» Requirement 1
Reproduce everything in the commentary on the Breaking Bad episode "Hazard Pay" from "A few things" down to "under somebody’s thumb.", word for word.
» Requirement 2
Write the next part of the commentary on the Breaking Bad episode "Hazard Pay", beginning right after its final sentence.

A few things are evident after the most recent episode of Breaking Bad, “Hazard Pay”. First of all, Walt is going to kill Mike somehow. I hate to be the guy to say it, because Mike has quickly shot up the charts to one of my favorite characters, but it’s going happen. At the height of Walter White’s Heisenberginess (copyright pending), there cannot be two alpha dogs running in his pack. Leading the “business” side of things for Team Bug Bomb, Mike also imagines himself as the alpha. Perhaps more accurately, he realizes just how volatile Walt is and recognizes the need for him to be under somebody’s thumb.
Either way, after the chillingly tense scene where Walt was forced to stomach the indignity of Mike taking away his money for the “legacy fund”, there is clearly a problem. After Walt’s speech to Jesse about how some people simply fly too close to the sun and burn off their wings, his intentions are clear enough. As he says to Saul Goodman, “Mike controls the business. And I control him.” Mike doesn’t see things in such a way, so one man will destroy the other. Walt will meet his demise eventually, but for now the smart money is on him.

» Supplied material

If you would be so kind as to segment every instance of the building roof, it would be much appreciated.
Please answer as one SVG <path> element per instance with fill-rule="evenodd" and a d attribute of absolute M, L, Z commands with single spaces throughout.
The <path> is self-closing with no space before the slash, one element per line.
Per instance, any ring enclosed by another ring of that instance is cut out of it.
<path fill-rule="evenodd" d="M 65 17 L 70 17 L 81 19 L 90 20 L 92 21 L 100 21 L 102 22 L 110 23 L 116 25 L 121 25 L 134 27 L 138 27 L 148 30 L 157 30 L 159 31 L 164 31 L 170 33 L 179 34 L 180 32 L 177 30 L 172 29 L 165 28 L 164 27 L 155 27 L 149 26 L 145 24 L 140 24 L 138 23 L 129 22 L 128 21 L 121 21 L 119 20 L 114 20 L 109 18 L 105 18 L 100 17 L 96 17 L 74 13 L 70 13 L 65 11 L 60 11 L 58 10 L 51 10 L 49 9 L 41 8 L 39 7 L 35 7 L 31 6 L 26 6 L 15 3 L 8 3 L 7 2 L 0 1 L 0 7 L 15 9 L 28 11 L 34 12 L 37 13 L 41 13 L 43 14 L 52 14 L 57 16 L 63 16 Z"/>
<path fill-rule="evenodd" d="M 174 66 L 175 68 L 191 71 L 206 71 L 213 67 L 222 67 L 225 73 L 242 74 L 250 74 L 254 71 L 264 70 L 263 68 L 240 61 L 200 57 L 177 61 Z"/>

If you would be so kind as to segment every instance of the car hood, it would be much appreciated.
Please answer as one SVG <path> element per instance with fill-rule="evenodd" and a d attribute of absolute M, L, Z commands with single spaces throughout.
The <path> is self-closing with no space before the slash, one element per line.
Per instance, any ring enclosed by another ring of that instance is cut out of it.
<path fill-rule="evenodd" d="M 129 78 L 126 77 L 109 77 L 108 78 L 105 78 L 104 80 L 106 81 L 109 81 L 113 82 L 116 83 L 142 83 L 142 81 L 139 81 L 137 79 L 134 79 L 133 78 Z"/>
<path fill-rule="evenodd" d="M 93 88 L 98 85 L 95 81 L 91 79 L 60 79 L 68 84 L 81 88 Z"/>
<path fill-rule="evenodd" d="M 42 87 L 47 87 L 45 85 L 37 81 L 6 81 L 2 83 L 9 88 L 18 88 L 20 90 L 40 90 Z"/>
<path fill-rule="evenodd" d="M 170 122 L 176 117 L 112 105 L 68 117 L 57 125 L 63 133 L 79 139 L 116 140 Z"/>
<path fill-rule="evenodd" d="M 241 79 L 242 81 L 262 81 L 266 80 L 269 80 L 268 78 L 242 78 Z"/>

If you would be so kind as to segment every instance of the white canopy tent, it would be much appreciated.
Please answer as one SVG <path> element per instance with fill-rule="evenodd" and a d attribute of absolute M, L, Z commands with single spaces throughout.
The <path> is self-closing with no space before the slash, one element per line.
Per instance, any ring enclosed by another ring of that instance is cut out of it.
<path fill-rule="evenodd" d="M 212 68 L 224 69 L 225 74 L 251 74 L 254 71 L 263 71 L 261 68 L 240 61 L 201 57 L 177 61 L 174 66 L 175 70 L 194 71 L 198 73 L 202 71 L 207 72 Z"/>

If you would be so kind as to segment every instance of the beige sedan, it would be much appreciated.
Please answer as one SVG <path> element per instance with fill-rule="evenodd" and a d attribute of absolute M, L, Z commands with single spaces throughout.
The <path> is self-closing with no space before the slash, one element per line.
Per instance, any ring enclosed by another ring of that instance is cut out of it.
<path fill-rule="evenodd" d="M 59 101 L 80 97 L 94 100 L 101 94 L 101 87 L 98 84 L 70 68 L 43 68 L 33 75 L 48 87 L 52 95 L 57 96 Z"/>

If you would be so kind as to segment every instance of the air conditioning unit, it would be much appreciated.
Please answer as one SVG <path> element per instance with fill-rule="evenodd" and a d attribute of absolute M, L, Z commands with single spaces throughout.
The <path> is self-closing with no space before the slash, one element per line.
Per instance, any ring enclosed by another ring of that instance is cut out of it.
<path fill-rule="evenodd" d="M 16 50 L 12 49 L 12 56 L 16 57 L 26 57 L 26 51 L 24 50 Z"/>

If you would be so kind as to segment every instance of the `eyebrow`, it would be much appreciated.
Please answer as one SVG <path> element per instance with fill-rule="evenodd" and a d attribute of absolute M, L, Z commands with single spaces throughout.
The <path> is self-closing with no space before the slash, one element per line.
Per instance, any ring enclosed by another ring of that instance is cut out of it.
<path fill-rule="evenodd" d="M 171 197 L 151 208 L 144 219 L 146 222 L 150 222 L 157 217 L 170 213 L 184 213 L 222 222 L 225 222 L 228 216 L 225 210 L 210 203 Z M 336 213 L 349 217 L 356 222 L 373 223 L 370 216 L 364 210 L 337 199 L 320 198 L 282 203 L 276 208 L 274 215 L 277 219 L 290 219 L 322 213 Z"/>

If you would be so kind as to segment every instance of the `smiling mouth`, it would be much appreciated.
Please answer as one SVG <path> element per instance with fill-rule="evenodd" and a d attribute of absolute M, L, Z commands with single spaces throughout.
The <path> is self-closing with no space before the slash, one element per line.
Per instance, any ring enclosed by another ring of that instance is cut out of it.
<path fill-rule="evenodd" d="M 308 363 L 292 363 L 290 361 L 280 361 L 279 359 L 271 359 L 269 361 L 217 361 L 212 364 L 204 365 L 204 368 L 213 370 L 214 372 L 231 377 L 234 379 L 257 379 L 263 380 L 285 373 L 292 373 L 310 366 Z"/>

» Response box 1
A few things are evident after the most recent episode of Breaking Bad, “Hazard Pay”. First of all, Walt is going to kill Mike somehow. I hate to be the guy to say it, because Mike has quickly shot up the charts to one of my favorite characters, but it’s going happen. At the height of Walter White’s Heisenberginess (copyright pending), there cannot be two alpha dogs running in his pack. Leading the “business” side of things for Team Bug Bomb, Mike also imagines himself as the alpha. Perhaps more accurately, he realizes just how volatile Walt is and recognizes the need for him to be under somebody’s thumb.

» Response box 2
Second, Jesse somehow became the most intelligent member of this operation. While Walt continues down his path toward a hubris-ridden blaze of glory and Mike stupidly pokes the bear, a certain Mr. Pinkman is suddenly the coolest head. And the coolest head tends to prevail, yes? Plus, he seems to know both the business and the cook without either of their help. In Aaron Paul’s first meaty role of Season 5, it is obvious that Brock’s poisoning episode has done something to raise Jesse’s level of maturity. Add some confidence and hecould probably run Walt’s operation on his own…and, hey, I bet fewer people would be killed in the process.
After a cold open which sees Mike pretending as a paralegal to talk to his guys behind bars, the main thrust of “Hazard Pay” is the establishment of a new infrastructure for hocking the blue stuff. Their pristine laboratory having been burnt, a new locale is necessary, so Saul takes Walt, Jesse and Mike on a tour of Albuquerque’s finest potential meth cook sites. A combination of finicky and savvy, nothing appeals to the trio until a seed plants itself in Walt’s head: bug bomb. The operation will rove around to different sites, houses that are being sprayed for termites. While the circus tent-like material is covering the house, they will be able to cook without suspicion. Any strange smells around town will be attributed to the poison. It’s a plan that’s both elegant and hare-brained. If Walt was afraid of loose ends before, this opens up Pandora’s box. Not only do the chances of slipping up increase with a thousand different set ups and tear downs, but the pre-existing staff of Vamanos Pest is now on board. Saul says they can be trusted. But who the hell trusts Saul?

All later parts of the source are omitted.